Data excerpts Block Start
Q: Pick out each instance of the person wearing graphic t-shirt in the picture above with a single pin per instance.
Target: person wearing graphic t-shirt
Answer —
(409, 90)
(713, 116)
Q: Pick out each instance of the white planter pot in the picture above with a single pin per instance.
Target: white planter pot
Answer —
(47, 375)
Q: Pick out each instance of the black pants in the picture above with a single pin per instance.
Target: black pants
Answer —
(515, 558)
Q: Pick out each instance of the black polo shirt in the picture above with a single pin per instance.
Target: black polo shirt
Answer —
Data excerpts Block End
# [Aim of the task]
Nothing outside the span should appear: transcribe the lines from the one containing "Target: white planter pot" through the last line of the records.

# [Response to the task]
Target: white planter pot
Answer —
(47, 375)
Q: Pick out each instance of the black pants in the picture above with a single pin per instance.
Target: black pants
Answer —
(515, 558)
Q: Pick out each instance of the black polo shirt in the picture above with a single pin per instance.
Target: black polo shirt
Answer —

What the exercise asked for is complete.